■ EXERCISE PASSAGE ■
=====
Don't quite get it. In the description of antimatter storage you say that it can store 10 grams.
The point is that unlike ordinary fuel, where you take 10 grams of whatever substance or combination of substances, cause it to release a bunch of energy, and then get 10 grams (minus some vanishingly small amount) of matter flying out the back of the craft, when you annihilate 10 grams of antimatter with 10 grams of matter you get (assuming perfect efficiency) 0 grams of matter left to fly out the back.
In game mechanics it stores 1000 points, so you can easily calculate the mass of 1 point. But even if we increase that number, we'll need to increase it drastically, up to 1000 times at least, to make it look anywhere close to reality in respect to the linear momentum. But after that there will be a question: how can we miss something like this on our radars. The amount of energy released will be more than enough to boil the oceans, and should be seen by every single radar on earth surface.
=====
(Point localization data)
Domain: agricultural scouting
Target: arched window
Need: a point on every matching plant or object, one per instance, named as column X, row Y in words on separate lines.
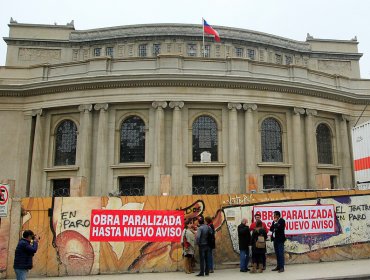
column 204, row 137
column 65, row 143
column 132, row 140
column 324, row 148
column 271, row 143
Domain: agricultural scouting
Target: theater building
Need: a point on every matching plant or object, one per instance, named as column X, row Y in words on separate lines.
column 149, row 110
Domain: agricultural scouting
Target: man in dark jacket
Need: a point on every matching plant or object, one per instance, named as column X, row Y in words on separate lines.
column 278, row 237
column 244, row 236
column 202, row 240
column 24, row 252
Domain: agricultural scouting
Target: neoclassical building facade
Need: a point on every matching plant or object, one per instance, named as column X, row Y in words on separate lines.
column 149, row 110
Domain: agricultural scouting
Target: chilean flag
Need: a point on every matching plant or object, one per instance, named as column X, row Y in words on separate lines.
column 209, row 30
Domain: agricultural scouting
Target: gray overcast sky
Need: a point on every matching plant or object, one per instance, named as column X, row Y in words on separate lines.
column 293, row 19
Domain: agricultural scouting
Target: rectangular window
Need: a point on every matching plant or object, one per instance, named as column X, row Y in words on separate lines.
column 207, row 51
column 61, row 187
column 142, row 50
column 251, row 54
column 205, row 184
column 192, row 49
column 156, row 49
column 288, row 59
column 109, row 51
column 278, row 59
column 239, row 52
column 132, row 186
column 273, row 182
column 97, row 52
=====
■ TASK STATEMENT ■
Please continue the antimatter storage discussion above, picking up after its final sentence.

■ OUTPUT FOR THIS EXERCISE ■
So I'd realized, between my first and second edits, that the photons would have momentum and that I don't think there's anything that would make conservation of momentum not apply in this case (meaning that I think 10 grams leaving the ship at the speed of light is a reasonable rough approximation—it'd actually probably have to be half that, as the net momentum of the annihilating particles would probably be quite low meaning that for some amount of momentum's worth of photons to go bounce against the ship, propelling it forward, an equal amount of momentum's worth of photons needs to simply fly out the back without providing any thrust). The thing is, though, that all you need to do to improve the amount of momentum generated is to pitch some additional matter into the annihilation chamber so that it flies out the back of the ship as a result of the energy from the annihilation. I'm too lazy for precise calculations at the moment.
Edit: a very important caveat! I'm assuming that the annihilation produces no non-massless particles (and am also, less significantly, assuming that they only produce photons). I think this is highly likely, as I can't think of a good reason to encourage massed particle formation, but I am reminded that this is not in fact a guaranteed feature of annihilation.
Though unfortunately, that IS what the UFOpedia currently says (using the explosive force):
It uses direct matter-antimatter annihilation to generate thrust by injecting protons and antiprotons into the reaction chamber, then channeling this explosive force out the back of the engine.
so...
Well, yes, the UFOpedia currently says a lot of dumb things (witness the pistols firing rifle-caliber rounds and the assault rifle/machine gun firing teensy little ones). I guess my point is that fixing it is simply a matter of adding a reference to reaction mass, rather than fundamentally rethinking the mechanism.
:facepalm: Guys, what are you writing? Newtonian physics does not apply to annihilation drive, since it violates the key axiom of Newtonian physics -- the law of mass conservation. You should use the relativistic energy-impulse conservation law instead.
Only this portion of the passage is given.